Task instructions »
1. Determine whether each statement agrees with the account of life with guide dogs, answering yes or no and quoting the deciding words of the text: (a) The first dog, Sadie, was a yellow Labrador. (b) Sadie was kept as a pet after her retirement. (c) Kismet came home from Seeing Eye in 2005.
2. Proceed with the account of life with guide dogs, beginning after its final sentence.

Text Start Marker

Thirty Years With Harness In Hand
I brought my first dog home to Birmingham from The Seeing Eye in 1985. Her name was Sadie and she was a yellow Labrador. Since then one dog or another has been guiding me everywhere: at work, on leisurely walks, on mountain trails, through busy airports, and on bustling city sidewalks.
Right now my current Seeing Eye dog, Quan, is snoozing sprawled on the living room floor, Soldier, the retired Seeing Eye dog (not my own) is snoozing on the luxury bed just to my left, and Lukas, the shepherd malamute cross is watching the world go by from the back porch.
Quan is my fifth guide dog meaning I’ve lost four of these magnificent animals. I had to give Sadie away when I retired her but was able to keep the next two dogs – Quoddy and Beverly – after they retired. Quoddy died in her fifteenth year and Beverly in her twelfth. And in both cases—due to terminal illness – I chose to have them euthanized.
It was different with my Kismet dog whom I brought home from Seeing Eye in 2005. Kismet was a classically marked German shepherd and has been described as “a force of nature.” She was the ultimate professional, a strong alpha female, and worked brilliantly for a decade and a half. I knew retiring Kismet and keeping her as a pet as I had done with Quoddy and Beverly was going to be a problem. Hence, it had always been my dream that Kismet be able to work until her dying day. But goodness me, when that day came, I was in no way prepared.
She Died In Our Arms
A few days before Christmas last year Kismet woke us up with sounds of respiratory distress. We took her to our local vet who did the best he could but could find nothing wrong. He prescribed medicine for anxiety and we brought her home. She was better over the course of the day but again woke us up in the middle of the night.
So the next day we took her into Birmingham and spent five hours with another vet who did much more advanced testing which, once again, was inconclusive. Deciding to treat everything that might be wrong with her we came home with three medications, two of which we discontinued as the results of the tests came back.
And through it all Kismet kept working – and working with a spring in her step. Good girl. She even guided me when we went to my brother and sister-in-law’s home for Christmas dinner. She guided me the next day when we ran an errand – we had to get dog food – with three big dogs in the family. I gave her the day off on Sunday and we all rested.

Text End Marker
Data supplied Start Marker

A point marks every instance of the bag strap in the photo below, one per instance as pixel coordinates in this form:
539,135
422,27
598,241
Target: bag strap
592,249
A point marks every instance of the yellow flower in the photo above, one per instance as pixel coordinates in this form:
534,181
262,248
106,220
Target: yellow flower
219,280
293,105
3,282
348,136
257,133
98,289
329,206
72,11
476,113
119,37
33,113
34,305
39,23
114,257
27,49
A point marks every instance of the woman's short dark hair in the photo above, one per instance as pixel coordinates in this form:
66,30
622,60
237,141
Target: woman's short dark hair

Data supplied End Marker

Answers per task »
1.
(a) Yes: "Her name was Sadie and she was a yellow Labrador."
(b) No: "I had to give Sadie away when I retired her"
(c) Yes: "It was different with my Kismet dog whom I brought home from Seeing Eye in 2005."

2.
I woke up early Monday morning and took Kismet with me so my husband could get a little more sleep. As I took Kizzy outside I noticed she seemed a little unsteady on her feet so I took things very slowly. When we came back in I settled her on her luxury bed beside my computer desk, started a pot of coffee, and settled down to read the news and see what friends had been up to on social media.
An hour later Kismet’s breathing changed. Slipping out of my chair I settled on the bed beside her and found her unresponsive. I raced to the bedroom, awakened Jim, and told him to come quickly. We were both holding her, telling her she was a good girl, when she breathed her last.
Waiting For The Call
I don’t know how I made it through the next week. Thank goodness for my day job with the US Department of Veterans Affairs – it was my refuge for the next five days. As it was essentially a holiday week for most of the world all Seeing Eye could tell me was they didn’t have a dog for me at the time. I buried myself in work and somehow made it through the week.
They had me penciled in for a class at Seeing Eye which began February 1 but the class supervisor was out that week so I had to wait for his return the following week to learn if they had a match for me.
The call came Tuesday at noon. When my phone spoke the area code, 973, I snatched the phone off my belt and answered while practically holding my breath. Yes, it was the class supervisor! A series of questions, “Can you come in for the class that begins February 1? Does gender matter? Can you stay the entire duration of the class?”
My answers came rapid-fire, “Yes . . . no . . . yes.”
“All right then, we’ll see you on February 1.”